## Given problem
Pick up the blog post on computer science in Montana high schools and continue it from its last sentence.

## Document segment
Archive for May, 2014

Computer Science in Montana Schools

May 27, 2014

This is by far my favorite topic to get excited about.  Getting things set up for the CSCI 135 Java dual-credit course for next year got me started again.  The person I am coordinating this class with is a friend from the university.  He is just starting to delve into the issue of CS in Montana high schools and asked my opinion on the topic.  Let’s poke the hornets’ nest.  I positioned myself into my usual meditative state (recline in chair and look at ceiling) and thunk a bit.

I see three major issues with CS in Montana high schools, and I think these carry to any high school in the US.

  1. Incentive for the schools to offer the course.
  2. Place in an already full curriculum.
  3. Shortage of teachers.

1. What incentive is there for a high school to offer a CS course?  Many administrations and teachers think of CS as a trade similar to auto shop or accounting.  Job training and not academics.  The argument is the high school claims they are preparing their students for a liberal arts college and not for a technical school.  To some extent this is true.  Most high school courses teach primarily programming.  Programming is a trade.

How about the argument that CS teaches problem solving skills?  So there is nothing else in the present curriculum that does this?  As a math teacher I beg to differ.

Some folk argue that an incentive would be that there are a lot of high paying jobs in CS.  Very few courses in high school prepare students for the job market, except for maybe auto shop and wood shop.  None of the math I teach prepares students for the job market.  They learned job math back in about the third grade.  It is fairly obvious looking at high school curriculums that high schools have very little interest in preparing kids for the job market.  If they were there would be less literature or history and more welding and computer tech.

My argument for CS sort of ties in with “Those who don’t know history are doomed to repeat it.”  “Those who do not know any Computer Science are doomed to be taken advantage of by those who do.”  Computers have become ubiquitous throughout the world.  They are starting to control the world.  People should know something about an element of their life with so much power over them.  Studying CS helps control the thought behind a favorite quote of mine from Arthur C. Clark, “Any sufficiently advanced technology is indistinguishable from magic.”  We cannot let American society believe in magic.

2. The list of required courses varies from school to school.  My high school requires 4 years of English, 3 Math, 3 sciences, 1 practical art (tech or business) and some odds and ends (history, art, theology).  We are considering requiring 4 years of math.  Public schools usually require 2 math and 2 science, depending on state requirements.  But how many kids interested in CS are only taking the minimums?  CS kids are usually the calculus track gang.  They are the 4 years of math, 4 science, music, etc, etc.  Squeezing another course in an already crammed schedule can be a challenge.  Kids of the caliber to take CS are usually buried course-wise and the councilor will point out to them that CS is not a requirement for any college.  Pretty much a course killer.

In Montana the majority of the schools are small, less than two hundred kids.  It is pretty hard to justify opening a new course when only 4 or 5 kids are going to take the class.  The same can be said for using valuable and scarce staff time for the course.

## Available data

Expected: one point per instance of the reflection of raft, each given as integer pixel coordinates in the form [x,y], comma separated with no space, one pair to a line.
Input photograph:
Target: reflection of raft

## Task answer
The only solution I can see is a shift in priority and realize that one year of CS is more important than 4 years of English or Math or Science.  With the lack of CS emphasis on University entrance requirements that is going to be fairly impossible to implement.  Heck, even as a CS proponent I am not convinced that losing one of those 4 years is a good way to go except for kids looking at CS as a college major or minor.

3. Teachers.  There are no CS teachers.  There is very little inclination by college education departments to offer a CS certification.  After all, high schools are not clamoring for CS teachers, colleges are not requiring CS from high schools for entry and there is nobody to teach the course if universities did decide to offer it.  There is also very little incentive for a prospective teacher to seek a CS certification, there are no jobs in it.

A solution is in-service training but there is the same shortage of instructors.  I do see that CS4HS (http://googlecs4hsonline.org/) is starting some interesting in-service like courses to get teachers that are interested in teaching CS started.  There is also a CS Principals for teachers on-line course that looks very useful.  I signed up for both since there is no in-service for CS in the state of Montana.  It seems most CS teachers learned CS on-the-fly, staying a day or two ahead of the kids (if lucky) so walking into a class with nothing but an online in-service is nothing to be scared about.  I do not think trying to teach an APCS course with this type of background is a good idea but a Scratch, Small Basic and beginning Python type course is perfectly feasible.  Give it a couple of years before diving into an APCS type course.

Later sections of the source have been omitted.